## Document excerpt
--

Far be it for me to get too embroiled in one of many online fisticuffs over the works of David Bentley Hart, the recent fallout over Tradition and Apocalypse is as baffling as it is ridiculous. Tradition, which at its core is a critique of Cardinal Newman’s Essay on the Development of Doctrine, also features what I have elsewhere dubbed an “iconoclastic critical-historical reading of the Fall narrative.” This, along with some of Hart’s earlier remarks on various Old Testament lessons, has prompted some mental midgets to accuse Hart of—wait for it…—Marcionism!

Marcionism, in the popular polemical lexicon, is an empty-headed rejection of the Old Testament (Hebrew Scriptures) that was vanquished successfully in the early centuries of Christianity. Marcion of Sinope, that deeply religious man who promoted what he believed to be the authentic Gospel of Jesus Christ as found in a large portion of the Pauline corpus and an edited version of St. Luke’s Gospel, is the ancient villain; his contemporary disciple is apparently Hart. Others who are either accidentally or intentionally ignorant of the Old Testament are sometimes accused of Marcionism as well. Indeed, I have heard at least one Orthodox cleric chide his co-religionists for being de facto Marcionites. Perhaps he has a point, though what I think this priest is actually lamenting has less to do with an ancient heresy and more to do with general ignorance of the Scriptures.

--

## Given information

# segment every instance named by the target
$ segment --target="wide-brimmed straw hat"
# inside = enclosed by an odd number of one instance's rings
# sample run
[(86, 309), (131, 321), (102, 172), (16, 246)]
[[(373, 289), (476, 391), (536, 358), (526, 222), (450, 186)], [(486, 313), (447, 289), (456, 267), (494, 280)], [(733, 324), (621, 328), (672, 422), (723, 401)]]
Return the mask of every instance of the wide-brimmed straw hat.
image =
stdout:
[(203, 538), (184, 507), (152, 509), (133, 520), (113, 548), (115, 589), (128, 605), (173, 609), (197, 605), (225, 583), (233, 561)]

--

## Exercise goal
Rewrite the passage on Marcionism from the words "Marcionism, in the" through the words "of the Scriptures.", changing "Scriptures" to "Bible" throughout.

## Output
Marcionism, in the popular polemical lexicon, is an empty-headed rejection of the Old Testament (Hebrew Bible) that was vanquished successfully in the early centuries of Christianity. Marcion of Sinope, that deeply religious man who promoted what he believed to be the authentic Gospel of Jesus Christ as found in a large portion of the Pauline corpus and an edited version of St. Luke’s Gospel, is the ancient villain; his contemporary disciple is apparently Hart. Others who are either accidentally or intentionally ignorant of the Old Testament are sometimes accused of Marcionism as well. Indeed, I have heard at least one Orthodox cleric chide his co-religionists for being de facto Marcionites. Perhaps he has a point, though what I think this priest is actually lamenting has less to do with an ancient heresy and more to do with general ignorance of the Bible.